Task to complete
Please reproduce every line of the listing below, requests included, but scale each polygon vertex coordinate in the answers by 0.9 and round it to a whole number, with halves rounded up. Leave the pictures out.

Provided records
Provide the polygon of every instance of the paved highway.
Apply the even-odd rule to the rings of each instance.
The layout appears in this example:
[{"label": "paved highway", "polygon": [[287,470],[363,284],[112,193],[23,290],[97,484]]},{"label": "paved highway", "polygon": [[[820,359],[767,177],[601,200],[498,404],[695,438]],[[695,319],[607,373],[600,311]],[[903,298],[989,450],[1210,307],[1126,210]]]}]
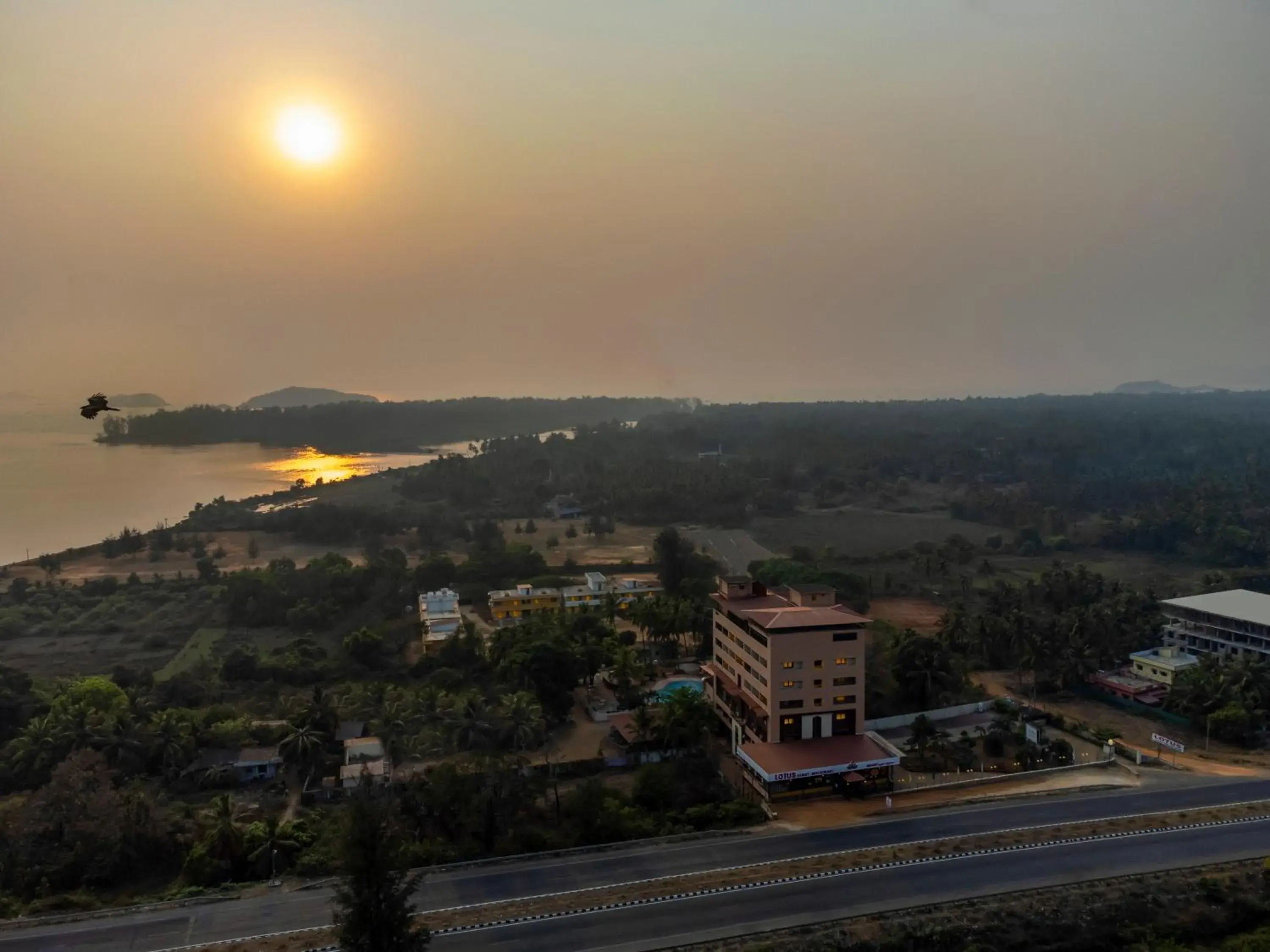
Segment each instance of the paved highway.
[{"label": "paved highway", "polygon": [[728,571],[744,575],[749,564],[775,559],[776,553],[758,545],[744,529],[687,529],[688,538],[702,546],[728,566]]},{"label": "paved highway", "polygon": [[[1270,781],[1213,783],[1177,778],[1173,784],[1156,788],[937,810],[834,830],[780,835],[747,834],[677,844],[635,844],[603,853],[523,859],[498,866],[438,872],[425,882],[419,908],[439,909],[728,866],[791,859],[841,849],[989,833],[1038,824],[1097,820],[1157,810],[1195,809],[1243,800],[1270,800]],[[1270,844],[1262,849],[1270,852]],[[744,900],[733,896],[729,901],[748,906],[748,897],[749,894]],[[328,890],[276,891],[265,896],[229,902],[142,910],[65,924],[32,925],[0,932],[0,952],[80,948],[91,948],[93,952],[155,952],[198,942],[323,925],[330,922],[329,902]]]},{"label": "paved highway", "polygon": [[1270,820],[952,858],[744,892],[545,919],[438,935],[432,947],[437,952],[648,952],[994,892],[1251,859],[1267,852]]}]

Result of this exercise
Provide the polygon of every instance of the paved highway.
Apply the even-odd rule to the rings of each instance.
The layout appears in this example:
[{"label": "paved highway", "polygon": [[287,470],[363,284],[112,193],[23,290],[97,484]]},{"label": "paved highway", "polygon": [[[820,359],[767,177],[601,200],[498,404],[695,438]],[[695,319],[607,373],[600,311]],[[903,298],[989,450],[1210,307],[1126,210]]]}]
Segment each instance of the paved highway.
[{"label": "paved highway", "polygon": [[655,514],[670,518],[674,508],[698,503],[698,498],[682,491],[670,476],[618,476],[619,484],[632,491],[655,509]]},{"label": "paved highway", "polygon": [[[1143,703],[1092,705],[1059,700],[1056,706],[1040,709],[843,729],[751,747],[702,752],[672,751],[609,760],[572,760],[543,768],[471,773],[448,779],[394,785],[383,794],[377,817],[395,818],[655,779],[712,773],[757,764],[890,750],[934,742],[987,738],[1041,729],[1076,728],[1119,720],[1143,720]],[[1143,760],[1136,764],[1143,767]],[[670,810],[660,806],[656,811],[673,815],[673,807],[674,805]],[[295,801],[248,802],[239,806],[206,812],[128,819],[59,832],[29,833],[0,839],[0,857],[72,853],[82,853],[84,857],[140,857],[178,848],[291,833],[297,830],[296,812]]]},{"label": "paved highway", "polygon": [[1143,738],[857,772],[670,803],[491,827],[394,842],[389,852],[393,857],[583,857],[895,803],[1126,773],[1140,767]]}]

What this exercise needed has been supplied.